§ **SELECTED TEXT**
____

This tutorial describes a complete walkthrough for CONCOCT2 and DESMAN on the STAMPS servers using 4 threads. Some of of the pre-processing steps are time consuming and not that informative. These have been pre-run and you will just copy across the output. We will begin by constructing a new working directory in our home directories:
cd ~
mkdir CDTutorial
cd CDTutorial
The tutorial data consists of 32 synthetic samples of 500,000 2X150 bp paired end reads taken from 8 species and 15 genomes. Copy across the simulation config file just to have a look at it with the less command:
cp /class/stamps-shared/CDTutorial/genome_coverage.tsv .
less genome_coverage.tsv
This has format "Sample\tSpecies\Strain\Coverage\Relative frequency". We will now use CONCOCT/DESMAN to resolve these de novo.
The simulated reads and genomes are in the tar archives /class/stamps-shared/CDTutorial/Reads.tar.gz and /class/stamps-shared/CDTutorial/Genomes.tar.gz respectively. Please do not run the commands below. They indicate what you would do if you wanted to run the preprocessing steps yourself.

____

Records from a data source:
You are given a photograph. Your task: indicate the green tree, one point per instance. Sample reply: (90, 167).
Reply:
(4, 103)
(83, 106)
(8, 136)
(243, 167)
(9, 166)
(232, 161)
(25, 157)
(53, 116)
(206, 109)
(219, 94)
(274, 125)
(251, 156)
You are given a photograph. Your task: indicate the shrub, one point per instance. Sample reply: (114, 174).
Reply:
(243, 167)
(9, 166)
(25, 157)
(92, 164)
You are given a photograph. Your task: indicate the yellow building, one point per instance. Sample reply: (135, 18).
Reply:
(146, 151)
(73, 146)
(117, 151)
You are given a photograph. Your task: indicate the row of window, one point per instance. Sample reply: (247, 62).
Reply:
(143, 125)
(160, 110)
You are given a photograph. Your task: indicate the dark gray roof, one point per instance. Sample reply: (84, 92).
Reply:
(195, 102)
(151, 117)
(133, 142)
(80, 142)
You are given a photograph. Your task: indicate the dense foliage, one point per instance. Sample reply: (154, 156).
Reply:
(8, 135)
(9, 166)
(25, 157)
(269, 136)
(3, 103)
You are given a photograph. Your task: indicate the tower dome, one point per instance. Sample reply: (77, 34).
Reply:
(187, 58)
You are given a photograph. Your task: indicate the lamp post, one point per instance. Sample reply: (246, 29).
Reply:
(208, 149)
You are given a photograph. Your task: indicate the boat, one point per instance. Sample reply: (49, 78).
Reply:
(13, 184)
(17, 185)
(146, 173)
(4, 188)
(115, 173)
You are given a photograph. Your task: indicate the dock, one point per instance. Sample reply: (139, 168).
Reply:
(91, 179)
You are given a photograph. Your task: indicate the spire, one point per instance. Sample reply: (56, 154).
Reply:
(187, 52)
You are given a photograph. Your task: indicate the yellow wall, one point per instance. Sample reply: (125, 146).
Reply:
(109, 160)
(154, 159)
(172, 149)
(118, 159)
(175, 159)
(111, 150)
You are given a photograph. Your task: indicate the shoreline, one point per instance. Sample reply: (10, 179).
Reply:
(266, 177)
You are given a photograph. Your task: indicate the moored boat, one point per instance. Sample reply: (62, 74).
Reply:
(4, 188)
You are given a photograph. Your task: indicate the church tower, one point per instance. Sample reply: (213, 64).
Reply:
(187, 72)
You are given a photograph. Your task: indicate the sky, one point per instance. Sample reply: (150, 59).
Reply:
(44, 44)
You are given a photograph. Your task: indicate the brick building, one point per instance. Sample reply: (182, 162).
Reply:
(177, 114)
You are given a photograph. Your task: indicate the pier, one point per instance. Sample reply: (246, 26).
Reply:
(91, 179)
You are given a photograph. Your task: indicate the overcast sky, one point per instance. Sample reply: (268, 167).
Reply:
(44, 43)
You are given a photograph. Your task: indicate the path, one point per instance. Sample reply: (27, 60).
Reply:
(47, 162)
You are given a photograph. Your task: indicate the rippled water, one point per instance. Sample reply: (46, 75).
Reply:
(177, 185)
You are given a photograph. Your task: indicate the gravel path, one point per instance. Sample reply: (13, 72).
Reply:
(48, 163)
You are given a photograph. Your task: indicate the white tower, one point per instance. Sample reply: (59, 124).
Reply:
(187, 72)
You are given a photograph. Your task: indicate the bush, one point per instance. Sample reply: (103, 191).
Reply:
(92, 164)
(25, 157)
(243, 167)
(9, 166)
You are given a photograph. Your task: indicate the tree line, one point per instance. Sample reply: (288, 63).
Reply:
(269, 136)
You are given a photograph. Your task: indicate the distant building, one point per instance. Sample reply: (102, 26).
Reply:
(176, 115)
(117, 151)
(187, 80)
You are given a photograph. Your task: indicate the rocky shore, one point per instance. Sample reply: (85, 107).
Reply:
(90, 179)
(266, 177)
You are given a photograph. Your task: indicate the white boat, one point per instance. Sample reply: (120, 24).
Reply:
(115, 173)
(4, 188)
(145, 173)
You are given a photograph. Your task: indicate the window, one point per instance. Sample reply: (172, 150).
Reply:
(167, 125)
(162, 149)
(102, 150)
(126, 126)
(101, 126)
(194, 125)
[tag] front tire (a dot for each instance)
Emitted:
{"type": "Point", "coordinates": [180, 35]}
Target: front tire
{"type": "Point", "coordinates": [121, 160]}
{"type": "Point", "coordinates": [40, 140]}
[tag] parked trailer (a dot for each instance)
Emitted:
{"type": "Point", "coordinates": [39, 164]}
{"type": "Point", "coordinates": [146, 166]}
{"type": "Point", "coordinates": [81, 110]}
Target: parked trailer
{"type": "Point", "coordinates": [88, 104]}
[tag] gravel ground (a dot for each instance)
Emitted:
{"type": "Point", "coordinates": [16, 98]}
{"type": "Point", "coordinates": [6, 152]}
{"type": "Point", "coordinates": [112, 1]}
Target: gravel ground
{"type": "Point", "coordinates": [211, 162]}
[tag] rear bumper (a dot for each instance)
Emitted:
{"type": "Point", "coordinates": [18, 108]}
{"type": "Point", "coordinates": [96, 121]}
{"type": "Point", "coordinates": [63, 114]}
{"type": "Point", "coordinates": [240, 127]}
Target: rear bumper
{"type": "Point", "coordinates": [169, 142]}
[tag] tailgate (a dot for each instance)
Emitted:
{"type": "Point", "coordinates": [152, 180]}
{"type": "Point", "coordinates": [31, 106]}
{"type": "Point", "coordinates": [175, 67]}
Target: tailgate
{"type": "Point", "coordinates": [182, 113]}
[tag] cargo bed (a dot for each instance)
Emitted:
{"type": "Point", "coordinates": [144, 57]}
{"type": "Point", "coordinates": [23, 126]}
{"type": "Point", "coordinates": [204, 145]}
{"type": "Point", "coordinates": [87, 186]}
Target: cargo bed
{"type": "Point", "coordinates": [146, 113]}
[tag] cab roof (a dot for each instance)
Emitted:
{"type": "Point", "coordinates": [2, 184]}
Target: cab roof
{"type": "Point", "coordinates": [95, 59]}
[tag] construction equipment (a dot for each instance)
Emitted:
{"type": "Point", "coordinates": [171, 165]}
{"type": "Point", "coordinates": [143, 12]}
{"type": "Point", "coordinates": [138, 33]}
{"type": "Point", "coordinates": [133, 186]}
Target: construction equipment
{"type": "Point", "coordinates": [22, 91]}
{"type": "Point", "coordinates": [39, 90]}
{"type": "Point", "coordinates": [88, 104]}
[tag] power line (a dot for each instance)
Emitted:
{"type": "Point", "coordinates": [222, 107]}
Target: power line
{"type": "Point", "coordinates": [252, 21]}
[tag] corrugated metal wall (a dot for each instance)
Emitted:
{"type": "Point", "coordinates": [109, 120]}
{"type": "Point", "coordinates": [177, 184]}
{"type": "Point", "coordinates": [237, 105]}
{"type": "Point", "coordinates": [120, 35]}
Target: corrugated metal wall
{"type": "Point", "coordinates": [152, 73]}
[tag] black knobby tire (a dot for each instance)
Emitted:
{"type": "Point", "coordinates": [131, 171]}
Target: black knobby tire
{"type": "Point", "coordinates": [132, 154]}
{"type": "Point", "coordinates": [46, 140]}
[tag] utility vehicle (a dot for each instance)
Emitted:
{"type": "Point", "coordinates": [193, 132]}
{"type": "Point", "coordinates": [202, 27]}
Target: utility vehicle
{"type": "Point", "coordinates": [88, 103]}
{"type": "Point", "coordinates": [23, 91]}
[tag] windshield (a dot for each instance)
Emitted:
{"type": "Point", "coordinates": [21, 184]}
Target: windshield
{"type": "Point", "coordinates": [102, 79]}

____

§ **DIRECTIONS**
1 > In the tutorial, how many threads does the walkthrough use on the STAMPS servers?
2 > Reproduce the part of the tutorial that starts at the words "This tutorial describes" and ends after "cp /class/stamps-shared/CDTutorial/genome_coverage.tsv .", keeping every character unchanged.

§ **OUTPUTS IN ORDER**
1 > 4 threads

2 >
This tutorial describes a complete walkthrough for CONCOCT2 and DESMAN on the STAMPS servers using 4 threads. Some of of the pre-processing steps are time consuming and not that informative. These have been pre-run and you will just copy across the output. We will begin by constructing a new working directory in our home directories:
cd ~
mkdir CDTutorial
cd CDTutorial
The tutorial data consists of 32 synthetic samples of 500,000 2X150 bp paired end reads taken from 8 species and 15 genomes. Copy across the simulation config file just to have a look at it with the less command:
cp /class/stamps-shared/CDTutorial/genome_coverage.tsv .